## Exercise aim
Sort through the material below and copy each line with "path".

## Exercise data

*** Block opens ***

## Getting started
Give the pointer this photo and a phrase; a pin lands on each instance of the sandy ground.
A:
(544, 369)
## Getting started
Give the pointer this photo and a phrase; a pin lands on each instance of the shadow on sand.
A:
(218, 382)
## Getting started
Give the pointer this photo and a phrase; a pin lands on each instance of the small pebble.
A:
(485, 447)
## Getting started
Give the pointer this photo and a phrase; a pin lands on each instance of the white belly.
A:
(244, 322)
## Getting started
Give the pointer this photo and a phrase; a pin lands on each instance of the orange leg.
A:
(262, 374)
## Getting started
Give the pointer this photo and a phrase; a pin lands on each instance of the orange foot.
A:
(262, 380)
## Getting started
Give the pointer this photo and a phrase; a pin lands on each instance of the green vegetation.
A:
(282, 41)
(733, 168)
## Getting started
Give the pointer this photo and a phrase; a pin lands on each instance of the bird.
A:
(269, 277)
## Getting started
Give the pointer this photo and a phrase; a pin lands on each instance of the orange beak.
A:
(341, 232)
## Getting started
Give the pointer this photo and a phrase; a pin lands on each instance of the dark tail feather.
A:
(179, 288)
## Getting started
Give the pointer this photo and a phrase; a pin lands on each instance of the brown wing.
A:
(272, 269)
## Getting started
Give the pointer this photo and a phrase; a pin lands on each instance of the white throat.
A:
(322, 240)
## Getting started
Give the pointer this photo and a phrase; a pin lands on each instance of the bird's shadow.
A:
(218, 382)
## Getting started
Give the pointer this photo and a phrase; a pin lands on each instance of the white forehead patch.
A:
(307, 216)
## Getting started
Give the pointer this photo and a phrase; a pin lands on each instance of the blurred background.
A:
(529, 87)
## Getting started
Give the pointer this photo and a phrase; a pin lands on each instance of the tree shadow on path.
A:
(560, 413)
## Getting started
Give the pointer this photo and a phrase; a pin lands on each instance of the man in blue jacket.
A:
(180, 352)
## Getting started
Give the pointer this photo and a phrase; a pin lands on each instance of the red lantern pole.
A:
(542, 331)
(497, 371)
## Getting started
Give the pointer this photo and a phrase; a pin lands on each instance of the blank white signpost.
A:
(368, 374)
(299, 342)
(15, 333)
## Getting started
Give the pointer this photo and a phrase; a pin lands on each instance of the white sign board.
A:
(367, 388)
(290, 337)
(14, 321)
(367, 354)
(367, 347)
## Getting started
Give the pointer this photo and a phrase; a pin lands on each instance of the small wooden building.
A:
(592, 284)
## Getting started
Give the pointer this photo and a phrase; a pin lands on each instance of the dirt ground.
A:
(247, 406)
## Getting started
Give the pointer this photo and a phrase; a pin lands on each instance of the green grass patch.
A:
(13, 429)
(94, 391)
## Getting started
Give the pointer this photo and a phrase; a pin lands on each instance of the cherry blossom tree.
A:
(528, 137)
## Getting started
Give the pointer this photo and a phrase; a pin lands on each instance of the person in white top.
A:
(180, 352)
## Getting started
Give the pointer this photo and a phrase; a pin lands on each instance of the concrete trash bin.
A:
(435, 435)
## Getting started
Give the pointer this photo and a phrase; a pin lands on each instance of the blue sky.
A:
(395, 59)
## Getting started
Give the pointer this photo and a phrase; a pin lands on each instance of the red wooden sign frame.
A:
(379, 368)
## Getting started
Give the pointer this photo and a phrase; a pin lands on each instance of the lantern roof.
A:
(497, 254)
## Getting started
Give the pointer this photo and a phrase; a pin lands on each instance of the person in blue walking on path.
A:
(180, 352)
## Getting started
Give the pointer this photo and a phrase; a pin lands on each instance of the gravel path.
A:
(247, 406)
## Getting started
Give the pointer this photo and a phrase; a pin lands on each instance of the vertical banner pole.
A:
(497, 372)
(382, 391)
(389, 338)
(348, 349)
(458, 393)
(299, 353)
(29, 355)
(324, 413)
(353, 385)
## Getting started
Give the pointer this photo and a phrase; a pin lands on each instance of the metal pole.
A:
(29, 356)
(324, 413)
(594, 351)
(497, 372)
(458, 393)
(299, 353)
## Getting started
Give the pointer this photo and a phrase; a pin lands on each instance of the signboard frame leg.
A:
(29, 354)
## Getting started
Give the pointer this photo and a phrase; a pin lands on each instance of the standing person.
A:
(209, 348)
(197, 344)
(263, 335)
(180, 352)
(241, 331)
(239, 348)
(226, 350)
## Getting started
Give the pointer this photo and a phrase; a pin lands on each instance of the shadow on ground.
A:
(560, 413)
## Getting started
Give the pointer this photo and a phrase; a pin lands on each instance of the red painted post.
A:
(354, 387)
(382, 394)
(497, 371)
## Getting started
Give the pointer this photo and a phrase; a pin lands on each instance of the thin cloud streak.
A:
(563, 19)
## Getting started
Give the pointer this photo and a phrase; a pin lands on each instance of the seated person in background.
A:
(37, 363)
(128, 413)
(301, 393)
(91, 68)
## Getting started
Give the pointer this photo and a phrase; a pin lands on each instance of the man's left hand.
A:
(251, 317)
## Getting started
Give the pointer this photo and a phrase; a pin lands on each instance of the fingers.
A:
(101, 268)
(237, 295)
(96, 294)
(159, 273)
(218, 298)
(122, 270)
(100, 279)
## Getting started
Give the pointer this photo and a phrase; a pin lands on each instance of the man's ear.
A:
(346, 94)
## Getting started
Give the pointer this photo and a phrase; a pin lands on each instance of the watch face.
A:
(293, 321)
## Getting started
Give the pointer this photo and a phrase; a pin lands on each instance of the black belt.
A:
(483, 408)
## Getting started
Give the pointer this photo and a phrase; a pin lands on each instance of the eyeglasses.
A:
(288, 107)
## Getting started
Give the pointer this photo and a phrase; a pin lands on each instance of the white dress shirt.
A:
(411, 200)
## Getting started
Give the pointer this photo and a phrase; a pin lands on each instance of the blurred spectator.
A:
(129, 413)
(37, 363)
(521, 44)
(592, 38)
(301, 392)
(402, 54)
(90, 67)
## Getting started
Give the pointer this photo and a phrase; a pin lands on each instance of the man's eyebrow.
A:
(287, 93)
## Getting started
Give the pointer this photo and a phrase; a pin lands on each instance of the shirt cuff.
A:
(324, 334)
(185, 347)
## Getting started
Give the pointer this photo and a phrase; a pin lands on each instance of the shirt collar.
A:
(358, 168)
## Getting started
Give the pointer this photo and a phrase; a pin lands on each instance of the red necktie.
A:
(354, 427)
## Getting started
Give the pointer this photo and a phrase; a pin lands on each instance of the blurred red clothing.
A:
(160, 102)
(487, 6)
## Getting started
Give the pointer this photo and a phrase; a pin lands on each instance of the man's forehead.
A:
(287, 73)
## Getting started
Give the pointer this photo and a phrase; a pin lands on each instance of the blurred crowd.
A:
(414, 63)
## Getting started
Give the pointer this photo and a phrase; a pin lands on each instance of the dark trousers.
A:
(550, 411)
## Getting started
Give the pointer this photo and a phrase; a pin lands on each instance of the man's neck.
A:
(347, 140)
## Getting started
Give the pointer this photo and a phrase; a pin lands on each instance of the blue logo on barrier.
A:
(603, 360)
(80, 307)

*** Block closes ***

## Your solution
Give the pointer this photo and a phrase; a pin lands on each instance of the tree shadow on path.
Give the pointer this photo and a phrase; a pin lands on each instance of the person in blue walking on path.
Give the pointer this photo and a phrase; a pin lands on each instance of the gravel path.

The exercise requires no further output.